Work instructions> Output all of the entries exactly as written.

Input data>

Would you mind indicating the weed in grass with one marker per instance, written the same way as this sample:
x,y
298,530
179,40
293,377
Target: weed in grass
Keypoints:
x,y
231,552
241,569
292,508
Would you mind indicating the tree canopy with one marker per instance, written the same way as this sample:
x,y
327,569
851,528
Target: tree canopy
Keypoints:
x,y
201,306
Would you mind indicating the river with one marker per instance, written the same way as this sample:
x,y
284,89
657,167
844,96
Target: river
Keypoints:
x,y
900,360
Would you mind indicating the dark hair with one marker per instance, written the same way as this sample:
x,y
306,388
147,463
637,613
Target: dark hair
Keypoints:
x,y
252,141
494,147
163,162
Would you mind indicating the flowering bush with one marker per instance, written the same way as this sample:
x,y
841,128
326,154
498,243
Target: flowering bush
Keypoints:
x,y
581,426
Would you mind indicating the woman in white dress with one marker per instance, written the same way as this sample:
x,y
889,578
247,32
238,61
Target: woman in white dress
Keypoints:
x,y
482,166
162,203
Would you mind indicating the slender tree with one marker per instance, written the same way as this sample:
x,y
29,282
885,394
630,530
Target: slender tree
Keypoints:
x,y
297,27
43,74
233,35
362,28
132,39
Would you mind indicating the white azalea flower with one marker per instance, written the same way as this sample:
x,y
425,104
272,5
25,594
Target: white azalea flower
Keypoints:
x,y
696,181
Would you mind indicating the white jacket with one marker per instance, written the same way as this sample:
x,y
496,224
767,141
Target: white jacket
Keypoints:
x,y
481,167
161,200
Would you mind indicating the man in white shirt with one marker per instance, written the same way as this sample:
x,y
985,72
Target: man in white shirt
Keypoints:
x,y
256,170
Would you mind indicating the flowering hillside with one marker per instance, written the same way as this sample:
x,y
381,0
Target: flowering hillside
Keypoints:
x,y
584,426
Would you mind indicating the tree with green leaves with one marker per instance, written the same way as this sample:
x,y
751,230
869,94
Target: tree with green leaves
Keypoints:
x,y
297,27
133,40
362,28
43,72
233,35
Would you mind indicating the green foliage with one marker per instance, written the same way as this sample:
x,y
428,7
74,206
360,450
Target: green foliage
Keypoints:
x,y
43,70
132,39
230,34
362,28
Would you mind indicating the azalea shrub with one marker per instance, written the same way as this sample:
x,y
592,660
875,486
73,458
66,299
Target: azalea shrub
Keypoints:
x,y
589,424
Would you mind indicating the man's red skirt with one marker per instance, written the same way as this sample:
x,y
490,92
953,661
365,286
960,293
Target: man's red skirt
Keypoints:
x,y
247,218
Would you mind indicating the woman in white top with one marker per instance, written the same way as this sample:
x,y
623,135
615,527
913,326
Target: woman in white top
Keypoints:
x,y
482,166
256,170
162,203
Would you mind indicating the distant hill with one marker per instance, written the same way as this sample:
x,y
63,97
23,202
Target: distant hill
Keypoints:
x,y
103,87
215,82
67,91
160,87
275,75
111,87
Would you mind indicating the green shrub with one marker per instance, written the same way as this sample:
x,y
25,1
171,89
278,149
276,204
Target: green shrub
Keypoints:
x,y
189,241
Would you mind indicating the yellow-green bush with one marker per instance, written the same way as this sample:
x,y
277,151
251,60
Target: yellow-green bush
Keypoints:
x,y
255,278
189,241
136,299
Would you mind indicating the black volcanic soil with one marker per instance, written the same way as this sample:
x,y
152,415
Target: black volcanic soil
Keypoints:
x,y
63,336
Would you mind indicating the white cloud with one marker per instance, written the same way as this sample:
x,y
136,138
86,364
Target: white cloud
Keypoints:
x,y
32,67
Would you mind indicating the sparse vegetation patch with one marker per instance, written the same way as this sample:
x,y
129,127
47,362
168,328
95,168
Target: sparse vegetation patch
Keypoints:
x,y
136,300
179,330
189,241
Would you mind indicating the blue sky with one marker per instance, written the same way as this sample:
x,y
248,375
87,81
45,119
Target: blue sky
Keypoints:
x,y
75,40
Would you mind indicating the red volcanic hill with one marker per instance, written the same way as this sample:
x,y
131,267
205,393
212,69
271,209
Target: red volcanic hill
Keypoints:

In response>
Would you mind indicating the weed in grass with one marker per instance, written the same way as this sample:
x,y
298,530
179,40
293,377
Target: weed in grass
Keypoints:
x,y
231,552
241,569
292,508
Would you mind indicating the tree canopy with one marker per instance, written the same way as this sample:
x,y
327,569
851,528
Target: tree canopy
Keypoints:
x,y
201,306
Would you mind indicating the river with one marker per instance, written the same way as this sample:
x,y
284,89
657,167
844,96
Target: river
Keypoints:
x,y
900,360
Would you mind indicating the dark hair with one marker per instance, written the same way as this sample:
x,y
306,388
147,463
637,613
Target: dark hair
Keypoints:
x,y
252,141
494,147
163,162
Would you mind indicating the flowering bush with one marker per instance, written the same way as this sample:
x,y
841,128
326,154
498,243
Target: flowering bush
Keypoints:
x,y
581,426
Would you mind indicating the woman in white dress with one marker per instance, written the same way as this sample:
x,y
889,578
247,32
238,61
Target: woman in white dress
Keypoints:
x,y
482,166
162,203
Would you mind indicating the slender tree with one marker per instance, written the same way as this sample:
x,y
29,282
885,394
630,530
Target: slender tree
Keypoints:
x,y
297,27
43,74
233,35
362,28
132,39
Would you mind indicating the white azalea flower with one marker per instance, written the same way as this sample:
x,y
425,104
272,5
25,594
Target: white azalea flower
Keypoints:
x,y
696,181
Would you mind indicating the white jacket with one marker per instance, written the same way as this sample:
x,y
496,224
767,141
Target: white jacket
Keypoints:
x,y
481,167
161,200
Would you mind indicating the man in white shirt with one marker per instance, written the same way as this sample:
x,y
985,72
Target: man in white shirt
Keypoints:
x,y
256,170
Would you mind indicating the flowering hillside with one marker per instance, written the same way as this sample:
x,y
381,0
Target: flowering hillside
Keypoints:
x,y
584,426
Would you mind indicating the tree with green leaves with one marker per instance, written the same way as this sample:
x,y
751,230
869,94
Target: tree with green leaves
Keypoints:
x,y
297,27
133,40
362,28
43,72
233,35
Would you mind indicating the green foliage with one marker per instance, written the same way as this sample:
x,y
428,7
74,206
360,450
Target: green foliage
Keypoints:
x,y
43,70
132,39
230,34
362,28
Would you mind indicating the azalea shrub with one marker per instance, written the same way as this sample:
x,y
592,660
875,486
73,458
66,299
Target: azalea shrub
Keypoints:
x,y
589,424
Would you mind indicating the man's red skirt with one marker per instance, written the same way as this sample:
x,y
490,92
953,661
365,286
960,293
Target: man's red skirt
Keypoints:
x,y
247,218
Would you mind indicating the woman in white top with one marker per instance, written the same way as this sample:
x,y
623,135
615,527
913,326
Target: woman in white top
Keypoints:
x,y
482,166
256,170
162,203
Would you mind indicating the distant hill with one marker per instance, written the same way as this sample:
x,y
63,97
23,202
Target: distant hill
Keypoints:
x,y
103,87
215,82
67,91
160,87
275,75
111,87
Would you mind indicating the green shrub with one marker per instance, written the same way as this sample:
x,y
25,1
171,89
278,149
276,204
Target: green shrub
Keypoints:
x,y
189,241
Would you mind indicating the yellow-green bush with one marker per instance, written the same way as this sample:
x,y
277,151
251,60
Target: yellow-green bush
Keypoints:
x,y
255,278
189,241
136,299
Would you mind indicating the black volcanic soil with one marker per instance, written the same way as this sample:
x,y
152,415
Target: black volcanic soil
Keypoints:
x,y
63,336
Would you mind indicating the white cloud with one marker per instance, written the same way as this sample:
x,y
136,138
86,364
Target: white cloud
Keypoints:
x,y
32,67
Would you mind indicating the sparse vegetation patch with one marker per instance, written the same way as this sample:
x,y
129,127
47,362
168,328
95,168
Target: sparse vegetation patch
Keypoints:
x,y
136,300
179,330
189,241
Would you mind indicating the blue sky with one marker per instance, written the same way as this sample:
x,y
248,375
87,81
45,119
Target: blue sky
Keypoints:
x,y
75,40
Would you mind indicating the red volcanic hill with one marker per instance, written the same way as this sample:
x,y
131,267
205,393
212,69
271,209
Target: red volcanic hill
Keypoints:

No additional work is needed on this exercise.